## Text section
__________________________________________________

What I Wish I Knew About the Community I’d Have After My HIV Diagnosis

When Humberto Orozco learned his HIV status, he didn’t know where or to whom to turn. He’d soon learn of the survivors and advocates who were there to help him.

Humberto Orozco stands next to words that say HIV/AIDS What I Wish I Knew

Photo Courtesy of Humberto Orozco

When I was 19 years old, I was devastated and shocked when a routine visit to a sexual health clinic took a turn for the worst. On that gloomy day in April, I received a life-changing diagnosis, and it altered my path in a way I would have never imagined. 

When I learned my HIV status, I felt like I was on a remote island all by myself. I did not know where or to whom to turn. Little did I know that this HIV diagnosis would open the doors to a community I am now invested in and embraced by. 

As I approach almost 15 years since that life-altering day, I reflect on what I wish my 19-year-old self would have known on that day.  

I had no idea there was an entire community of HIV and AIDS long-term survivors, HIV advocates, and everyday people living and thriving with HIV. In fact, I could not fathom that people like me—Latino, gay, and living with HIV—existed in my adopted hometown of Gainesville, Georgia, when I was first diagnosed. That is precisely why I felt so alienated at the time.

__________________________________________________

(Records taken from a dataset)
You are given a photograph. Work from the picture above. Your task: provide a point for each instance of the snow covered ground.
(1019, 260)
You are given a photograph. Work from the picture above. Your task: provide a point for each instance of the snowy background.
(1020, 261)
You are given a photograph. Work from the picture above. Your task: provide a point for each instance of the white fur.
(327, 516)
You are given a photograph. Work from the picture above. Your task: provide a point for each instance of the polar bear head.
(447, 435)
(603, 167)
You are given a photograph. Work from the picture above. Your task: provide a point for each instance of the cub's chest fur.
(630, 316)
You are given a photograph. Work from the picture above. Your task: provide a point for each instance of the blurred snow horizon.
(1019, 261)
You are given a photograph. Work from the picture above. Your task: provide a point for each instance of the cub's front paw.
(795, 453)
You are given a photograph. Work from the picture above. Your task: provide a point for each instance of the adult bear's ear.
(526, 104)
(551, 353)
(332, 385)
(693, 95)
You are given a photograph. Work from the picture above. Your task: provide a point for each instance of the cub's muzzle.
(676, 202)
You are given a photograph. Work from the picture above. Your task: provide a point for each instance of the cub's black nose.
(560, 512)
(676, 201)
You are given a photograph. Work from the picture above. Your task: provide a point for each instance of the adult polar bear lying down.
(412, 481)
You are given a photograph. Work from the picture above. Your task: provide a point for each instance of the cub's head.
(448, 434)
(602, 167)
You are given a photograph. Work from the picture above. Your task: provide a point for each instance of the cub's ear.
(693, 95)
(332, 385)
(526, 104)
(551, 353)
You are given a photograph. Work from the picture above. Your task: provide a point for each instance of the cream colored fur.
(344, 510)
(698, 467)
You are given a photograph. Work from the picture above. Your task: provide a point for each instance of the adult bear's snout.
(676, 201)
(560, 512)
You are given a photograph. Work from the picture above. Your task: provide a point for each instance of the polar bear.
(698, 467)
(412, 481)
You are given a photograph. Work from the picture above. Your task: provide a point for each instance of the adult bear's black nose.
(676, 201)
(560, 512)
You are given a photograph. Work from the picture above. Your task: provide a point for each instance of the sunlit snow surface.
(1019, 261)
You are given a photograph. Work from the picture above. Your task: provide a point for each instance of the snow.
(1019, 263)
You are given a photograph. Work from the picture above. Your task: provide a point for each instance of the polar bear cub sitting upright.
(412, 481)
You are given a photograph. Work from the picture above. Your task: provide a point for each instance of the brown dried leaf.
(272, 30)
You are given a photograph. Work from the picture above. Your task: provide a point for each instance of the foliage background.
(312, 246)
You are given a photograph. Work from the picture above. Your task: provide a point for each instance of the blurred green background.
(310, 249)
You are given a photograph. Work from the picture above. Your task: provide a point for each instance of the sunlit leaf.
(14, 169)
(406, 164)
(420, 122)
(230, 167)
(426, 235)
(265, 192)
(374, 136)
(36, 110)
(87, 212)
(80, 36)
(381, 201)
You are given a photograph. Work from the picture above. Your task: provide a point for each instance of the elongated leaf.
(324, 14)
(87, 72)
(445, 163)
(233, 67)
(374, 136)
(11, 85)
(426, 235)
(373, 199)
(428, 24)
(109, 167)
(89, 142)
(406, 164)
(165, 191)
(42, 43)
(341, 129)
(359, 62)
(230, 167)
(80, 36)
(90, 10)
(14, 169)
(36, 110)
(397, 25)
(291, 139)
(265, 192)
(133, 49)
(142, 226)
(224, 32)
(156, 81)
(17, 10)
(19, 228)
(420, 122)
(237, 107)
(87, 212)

__________________________________________________

## To do
1 – According to the essay on Humberto Orozco's HIV diagnosis, what was his adopted hometown when he was first diagnosed?
2 – Extract the passage of the essay on Humberto Orozco's HIV diagnosis starting with "Humberto Orozco stands" and going on through "have never imagined.".
3 – Write what comes next in the essay on Humberto Orozco's HIV diagnosis, picking up after its final sentence.
The records come from a separate source.

## Answers per task
1 – Gainesville, Georgia

2 –
Humberto Orozco stands next to words that say HIV/AIDS What I Wish I Knew

Photo Courtesy of Humberto Orozco

When I was 19 years old, I was devastated and shocked when a routine visit to a sexual health clinic took a turn for the worst. On that gloomy day in April, I received a life-changing diagnosis, and it altered my path in a way I would have never imagined.

3 –
Little by little, however, I started meeting people living with HIV thanks to social workers and mental health professionals, which made me realize that I was not alone. The unconditional love that I received at social gatherings with people like me—combined with a warm embrace by members of a support group for people living with HIV—is what helped me start accepting my new self and embark on my advocacy journey.

Words cannot describe the importance that peer support played in my self-embracement. Coping with a life-changing diagnosis was made easier because I could lean on people who provided unconditional kindness. That is why I continue to advocate for accessible mental health services for people like me. 

Over time, I have learned that I am surrounded by people who want to see me thrive, and this certainly pushed me to share my status publicly. I have met inspirational HIV advocates along the way. The courage to live their lives openly while carrying out meaningful personal missions, such as destigmatizing HIV and AIDS, rubbed off on me. As a result, I decided to share my status on World AIDS Day 2021, and I haven’t looked back.

I have also found inspiration in my involvement with organizations empowering people living with HIV, such as Jerusalem House and The SERO Project. I have expanded my network of people living and thriving with HIV exponentially, and I could not be more grateful for the community that I have gained as a result of my diagnosis.  

If someone would have told me that I would be named a POZ 100 honoree—a group of Latino advocates, either HIV positive or negative, who are making a difference in the fight against HIV/AIDS—in 2022, almost 15 years after being diagnosed with HIV, I would not have believed them.